Given problem:
Copy every one of the entries below line for line, keeping each character unchanged.

━━━━━━

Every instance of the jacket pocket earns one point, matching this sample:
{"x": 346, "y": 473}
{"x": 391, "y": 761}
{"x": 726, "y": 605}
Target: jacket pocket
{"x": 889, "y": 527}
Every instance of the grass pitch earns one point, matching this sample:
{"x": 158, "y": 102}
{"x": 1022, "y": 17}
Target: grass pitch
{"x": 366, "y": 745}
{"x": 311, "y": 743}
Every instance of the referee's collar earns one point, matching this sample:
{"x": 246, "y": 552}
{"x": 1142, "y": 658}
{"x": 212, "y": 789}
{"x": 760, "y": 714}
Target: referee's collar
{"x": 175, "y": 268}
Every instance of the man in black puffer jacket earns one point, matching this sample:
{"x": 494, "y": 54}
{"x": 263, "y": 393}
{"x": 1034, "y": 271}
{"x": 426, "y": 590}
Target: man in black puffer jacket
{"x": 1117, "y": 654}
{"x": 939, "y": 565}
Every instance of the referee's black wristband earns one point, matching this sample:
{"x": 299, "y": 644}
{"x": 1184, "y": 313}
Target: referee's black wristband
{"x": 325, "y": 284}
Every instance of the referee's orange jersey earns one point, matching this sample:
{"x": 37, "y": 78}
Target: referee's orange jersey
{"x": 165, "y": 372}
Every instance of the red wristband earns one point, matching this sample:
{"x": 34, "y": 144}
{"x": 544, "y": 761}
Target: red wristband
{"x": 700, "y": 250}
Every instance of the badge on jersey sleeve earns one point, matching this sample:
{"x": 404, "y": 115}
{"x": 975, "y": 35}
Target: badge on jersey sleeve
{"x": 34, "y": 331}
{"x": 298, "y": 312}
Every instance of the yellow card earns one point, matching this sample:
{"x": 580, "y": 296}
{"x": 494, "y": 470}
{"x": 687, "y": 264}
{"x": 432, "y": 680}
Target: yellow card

━━━━━━

Worked answer:
Every instance of the jacket pocket earns one point, matching this sample:
{"x": 346, "y": 473}
{"x": 391, "y": 761}
{"x": 726, "y": 605}
Target: jacket pocket
{"x": 889, "y": 527}
Every instance of the grass pitch earns one point, matching this sample:
{"x": 158, "y": 102}
{"x": 1022, "y": 17}
Target: grass pitch
{"x": 366, "y": 745}
{"x": 311, "y": 743}
Every instance of the referee's collar earns one point, matching this sample:
{"x": 246, "y": 552}
{"x": 1142, "y": 658}
{"x": 212, "y": 789}
{"x": 760, "y": 714}
Target: referee's collar
{"x": 175, "y": 268}
Every instance of the man in black puffer jacket earns one point, matching this sample:
{"x": 494, "y": 54}
{"x": 263, "y": 393}
{"x": 1034, "y": 271}
{"x": 426, "y": 590}
Target: man in black puffer jacket
{"x": 1117, "y": 654}
{"x": 939, "y": 565}
Every instance of the referee's black wristband earns one point, matching this sample:
{"x": 299, "y": 644}
{"x": 1184, "y": 313}
Target: referee's black wristband
{"x": 325, "y": 284}
Every instance of the referee's orange jersey earns one point, matching this sample:
{"x": 37, "y": 78}
Target: referee's orange jersey
{"x": 165, "y": 372}
Every instance of the red wristband earns one point, matching this sample:
{"x": 34, "y": 144}
{"x": 544, "y": 761}
Target: red wristband
{"x": 700, "y": 250}
Every instance of the badge on jersey sleeve earns one point, matching this sample:
{"x": 404, "y": 115}
{"x": 975, "y": 35}
Target: badge on jersey sleeve
{"x": 34, "y": 331}
{"x": 298, "y": 312}
Every instance of the yellow card earns one point, matching this sample:
{"x": 580, "y": 296}
{"x": 494, "y": 470}
{"x": 687, "y": 264}
{"x": 432, "y": 680}
Target: yellow card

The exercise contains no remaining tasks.